═══ Excerpt provided
Cooley, enraged, complained to the state attorney general, demanding an investigation. The attorney general’s office looked into the matter and said it could find no grounds for action against Garcetti.

But the McMorrow case turned two men who had been friendly, if distant, colleagues into sworn enemies. Cooley, along with a cadre of other senior prosecutors, began to decry other examples of what they considered to be Garcetti’s favoritism for wealthy campaign donors.

Cooley can recite the cases like a catechism: Guess Jeans, whose owners contributed $220,000 to Garcetti’s campaigns, and who were the beneficiaries of vigilant prosecutions for trademark infringement; Lockheed Martin IMS, which donated $15,000 to Garcetti just after being awarded a $2.5-million contract to run the D.A.’s child support enforcement computers; Robert Rosenkrantz, a killer from a prominent family whose parole Garcetti didn’t initially oppose; and the list goes on.
══════
═══ Recorded data
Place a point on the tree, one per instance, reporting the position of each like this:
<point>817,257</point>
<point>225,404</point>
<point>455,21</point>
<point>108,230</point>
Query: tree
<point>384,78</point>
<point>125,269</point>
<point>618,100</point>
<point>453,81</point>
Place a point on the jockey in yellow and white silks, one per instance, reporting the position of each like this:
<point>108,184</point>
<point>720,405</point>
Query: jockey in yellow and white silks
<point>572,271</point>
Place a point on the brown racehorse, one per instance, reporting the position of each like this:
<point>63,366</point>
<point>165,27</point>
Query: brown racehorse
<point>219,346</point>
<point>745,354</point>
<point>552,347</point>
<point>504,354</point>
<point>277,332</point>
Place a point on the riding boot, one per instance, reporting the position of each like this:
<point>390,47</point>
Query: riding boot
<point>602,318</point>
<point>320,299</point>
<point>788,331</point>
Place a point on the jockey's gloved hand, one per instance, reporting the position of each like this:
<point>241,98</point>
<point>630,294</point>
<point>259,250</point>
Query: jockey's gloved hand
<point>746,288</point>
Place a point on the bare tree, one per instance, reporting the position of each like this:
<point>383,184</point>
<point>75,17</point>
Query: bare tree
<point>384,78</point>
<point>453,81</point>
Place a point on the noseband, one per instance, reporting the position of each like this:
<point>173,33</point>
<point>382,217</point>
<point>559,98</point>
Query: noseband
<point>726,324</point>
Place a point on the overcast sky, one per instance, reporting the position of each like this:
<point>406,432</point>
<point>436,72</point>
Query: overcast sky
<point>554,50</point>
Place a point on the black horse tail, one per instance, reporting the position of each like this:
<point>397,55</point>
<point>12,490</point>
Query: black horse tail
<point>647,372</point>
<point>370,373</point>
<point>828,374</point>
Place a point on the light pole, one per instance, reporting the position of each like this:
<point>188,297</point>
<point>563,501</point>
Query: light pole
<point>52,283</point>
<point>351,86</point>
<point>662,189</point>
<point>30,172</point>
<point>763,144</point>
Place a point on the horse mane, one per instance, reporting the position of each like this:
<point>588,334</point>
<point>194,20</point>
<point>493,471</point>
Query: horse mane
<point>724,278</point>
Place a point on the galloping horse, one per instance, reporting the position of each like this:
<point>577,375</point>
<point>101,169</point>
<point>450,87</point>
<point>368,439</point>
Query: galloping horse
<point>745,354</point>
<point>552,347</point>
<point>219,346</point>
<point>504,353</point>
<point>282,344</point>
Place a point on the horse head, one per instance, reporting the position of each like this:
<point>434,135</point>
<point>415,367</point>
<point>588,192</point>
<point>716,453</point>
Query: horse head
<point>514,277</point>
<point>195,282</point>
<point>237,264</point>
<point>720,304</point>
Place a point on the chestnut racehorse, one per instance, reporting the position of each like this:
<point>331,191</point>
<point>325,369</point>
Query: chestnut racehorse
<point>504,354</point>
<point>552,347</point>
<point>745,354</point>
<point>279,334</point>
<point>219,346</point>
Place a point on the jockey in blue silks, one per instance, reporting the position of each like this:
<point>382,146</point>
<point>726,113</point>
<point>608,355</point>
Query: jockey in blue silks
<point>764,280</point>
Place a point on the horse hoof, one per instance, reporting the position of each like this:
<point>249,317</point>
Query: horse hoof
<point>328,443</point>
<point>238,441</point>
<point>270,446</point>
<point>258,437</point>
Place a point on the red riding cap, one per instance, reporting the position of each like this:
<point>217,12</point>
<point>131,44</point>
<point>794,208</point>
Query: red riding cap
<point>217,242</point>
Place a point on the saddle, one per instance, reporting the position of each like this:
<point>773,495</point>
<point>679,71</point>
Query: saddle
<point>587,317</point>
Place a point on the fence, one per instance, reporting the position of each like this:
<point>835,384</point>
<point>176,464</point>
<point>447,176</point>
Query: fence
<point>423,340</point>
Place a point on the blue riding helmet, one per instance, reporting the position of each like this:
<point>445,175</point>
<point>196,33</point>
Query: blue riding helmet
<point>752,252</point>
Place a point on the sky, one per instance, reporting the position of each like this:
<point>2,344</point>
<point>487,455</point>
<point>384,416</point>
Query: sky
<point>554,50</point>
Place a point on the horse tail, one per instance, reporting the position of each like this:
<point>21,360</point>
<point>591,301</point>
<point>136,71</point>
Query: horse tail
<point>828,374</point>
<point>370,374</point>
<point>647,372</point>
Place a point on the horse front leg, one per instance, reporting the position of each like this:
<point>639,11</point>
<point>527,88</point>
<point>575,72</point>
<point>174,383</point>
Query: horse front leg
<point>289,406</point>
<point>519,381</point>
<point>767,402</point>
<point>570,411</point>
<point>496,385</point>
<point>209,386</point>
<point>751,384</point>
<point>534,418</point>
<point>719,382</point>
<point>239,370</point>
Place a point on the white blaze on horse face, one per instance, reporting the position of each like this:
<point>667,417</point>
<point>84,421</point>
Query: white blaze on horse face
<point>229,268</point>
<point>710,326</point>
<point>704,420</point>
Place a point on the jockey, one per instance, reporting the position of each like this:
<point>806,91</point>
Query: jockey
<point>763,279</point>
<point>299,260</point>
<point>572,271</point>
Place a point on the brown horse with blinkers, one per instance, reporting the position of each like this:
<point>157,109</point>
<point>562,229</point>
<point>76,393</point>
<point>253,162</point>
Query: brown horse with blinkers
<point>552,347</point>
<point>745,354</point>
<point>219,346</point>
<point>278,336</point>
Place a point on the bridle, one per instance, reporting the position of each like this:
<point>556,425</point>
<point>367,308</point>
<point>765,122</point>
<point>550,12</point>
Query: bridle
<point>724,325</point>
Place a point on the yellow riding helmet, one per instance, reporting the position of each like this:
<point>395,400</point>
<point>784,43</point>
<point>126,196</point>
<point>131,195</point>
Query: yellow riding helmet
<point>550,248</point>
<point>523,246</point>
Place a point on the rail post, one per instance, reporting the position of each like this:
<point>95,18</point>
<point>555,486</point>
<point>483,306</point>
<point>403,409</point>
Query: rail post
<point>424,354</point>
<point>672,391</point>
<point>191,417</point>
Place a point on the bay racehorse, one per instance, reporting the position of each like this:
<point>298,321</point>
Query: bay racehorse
══════
Work to do:
Continue the excerpt about Cooley's feud with Garcetti, starting right after its last sentence.

Solved problem:
Garcetti has explanations for all of these purported examples of favoritism, although they haven’t mollified his critics. He considers Cooley and his supporters to be a crowd of disgruntled conservatives--mostly white, mostly male--who simply can’t tolerate the direction in which he has taken the office.

After Cooley strongly supported challenger John Lynch against Garcetti in the 1996 election, he was transferred--punitively, he believes--to what was a relative backwater, the Welfare Fraud Division downtown. There, working six floors beneath Garcetti’s executive office, he won praise for turning around a sleepy department and sharply increasing prosecutions.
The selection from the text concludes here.